- BRIEF:
Set down the line containing "<point>1186,755</point>" and each line after it through the last line of the records, exactly, leaving pictures out.
Segment Start: RECORDS PROVIDED
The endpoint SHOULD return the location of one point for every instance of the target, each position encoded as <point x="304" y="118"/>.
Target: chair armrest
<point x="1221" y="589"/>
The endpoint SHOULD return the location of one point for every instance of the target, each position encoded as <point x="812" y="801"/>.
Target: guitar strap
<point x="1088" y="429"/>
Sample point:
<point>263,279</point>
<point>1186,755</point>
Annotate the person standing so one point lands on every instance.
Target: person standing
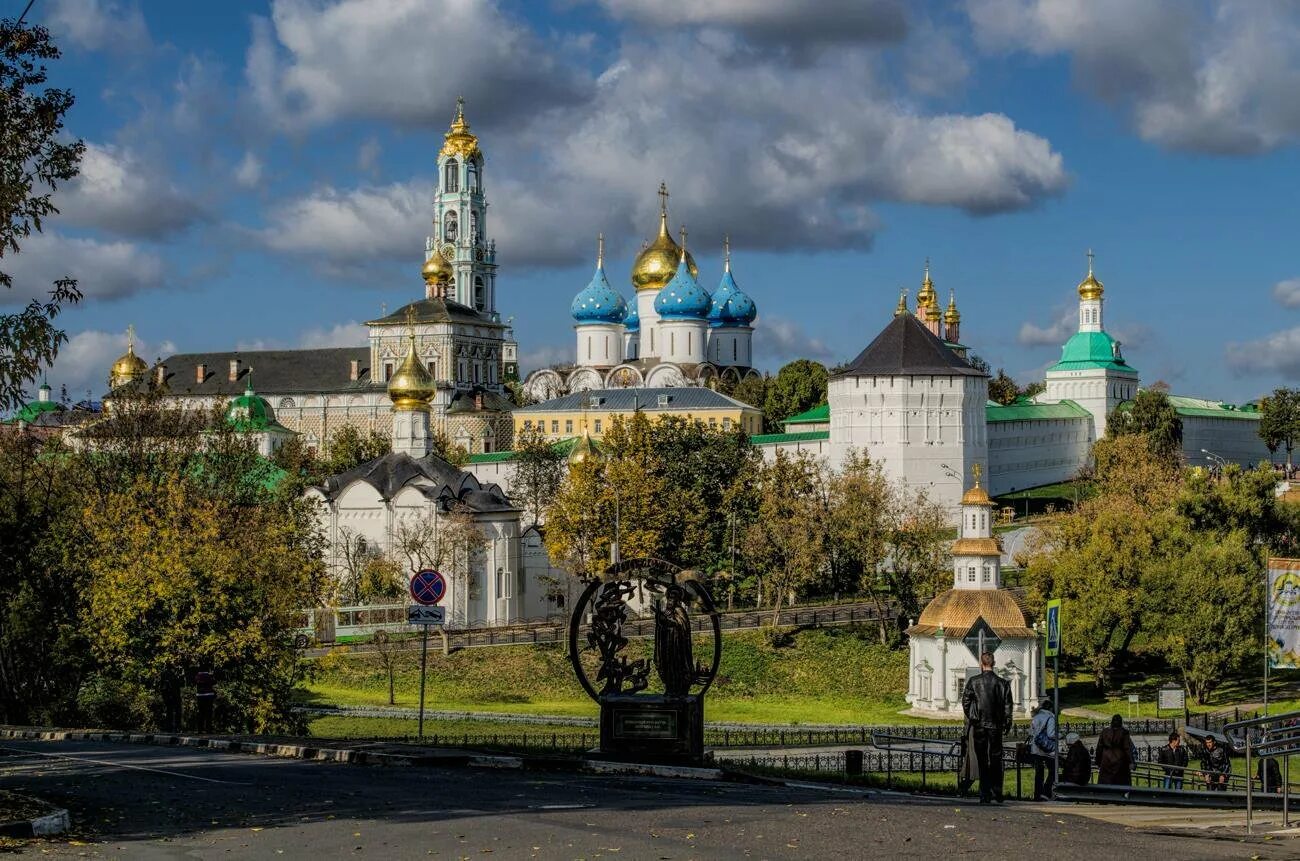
Segment End: RECORDS PROVIDED
- WRITTEN RESPONSE:
<point>1186,755</point>
Annotate the person standing so one point lands on every instance.
Target: person standing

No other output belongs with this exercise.